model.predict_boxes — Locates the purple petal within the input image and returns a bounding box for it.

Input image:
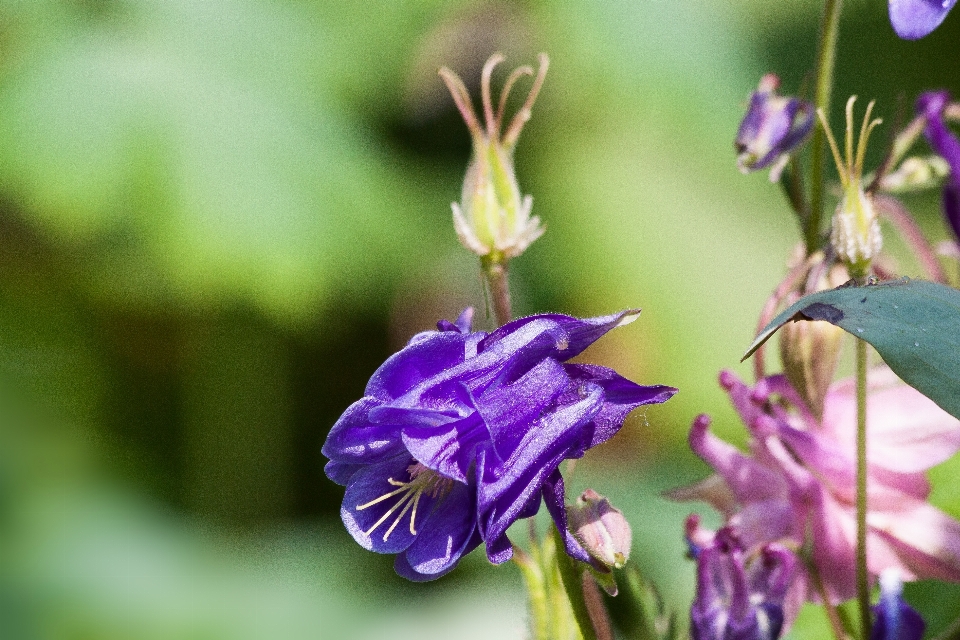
[890,0,957,40]
[401,483,477,580]
[321,397,403,464]
[402,413,487,483]
[487,533,513,564]
[943,186,960,246]
[543,469,595,564]
[340,454,434,553]
[323,460,367,486]
[477,386,603,540]
[478,309,640,372]
[364,331,464,402]
[564,364,677,447]
[473,358,571,460]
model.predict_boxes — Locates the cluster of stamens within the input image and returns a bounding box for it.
[357,462,453,542]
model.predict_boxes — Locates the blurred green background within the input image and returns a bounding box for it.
[0,0,960,640]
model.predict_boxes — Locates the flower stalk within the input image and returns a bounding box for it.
[805,0,843,255]
[856,338,871,640]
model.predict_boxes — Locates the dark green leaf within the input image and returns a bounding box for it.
[744,278,960,418]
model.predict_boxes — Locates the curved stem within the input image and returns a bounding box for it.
[480,252,513,326]
[807,562,847,640]
[857,338,870,640]
[805,0,843,254]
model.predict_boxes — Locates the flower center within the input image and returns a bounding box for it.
[357,461,453,542]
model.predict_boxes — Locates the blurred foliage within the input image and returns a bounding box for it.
[0,0,960,639]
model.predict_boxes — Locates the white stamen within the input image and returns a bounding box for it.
[356,462,453,542]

##############################

Short exercise: Rewrite every line of the records above as a JSON list of strings, with one string per line and blank lines left out. Leave the pictures out of the answer.

Written solution:
[
  "model.predict_boxes — Locates the purple petal within the input image and returns a bounding box for it.",
  "Input image:",
  "[890,0,957,40]",
  "[401,483,477,580]",
  "[321,397,403,464]",
  "[402,413,487,483]",
  "[487,533,513,564]",
  "[943,186,960,246]",
  "[543,469,595,564]",
  "[340,454,434,553]",
  "[323,460,367,486]",
  "[477,386,603,540]",
  "[478,309,640,372]",
  "[364,331,464,402]",
  "[564,364,677,447]",
  "[473,358,571,460]",
  "model.predict_boxes — Locates the cluster of stamens within the input image and returns a bounding box for it.",
  "[357,462,453,542]",
  "model.predict_boxes — Locates the blurred green background within the input image and returns a bounding box for it.",
  "[0,0,960,640]",
  "model.predict_boxes — Locates the flower stalk within the input image and returns a bounding box for it.",
  "[805,0,843,255]",
  "[856,338,871,640]",
  "model.predict_boxes — Locates the dark green leaf within the input image and returns a bounding box for it.",
  "[744,278,960,418]",
  "model.predict_boxes — Locates the curved stem within the input image and returns a bounding box for it.",
  "[480,252,513,326]",
  "[807,562,847,640]",
  "[857,338,870,640]",
  "[805,0,843,254]",
  "model.predict_boxes — Locates the flower center within the input image and returns a bounding box for it.",
  "[357,461,453,542]",
  "model.predict_boxes — Locates the blurred foliage within the input image and returns a bounding box for it.",
  "[0,0,960,639]",
  "model.predict_boxes — Locates the white stamen within the input image and returns a bounding box for it.",
  "[356,462,453,542]"
]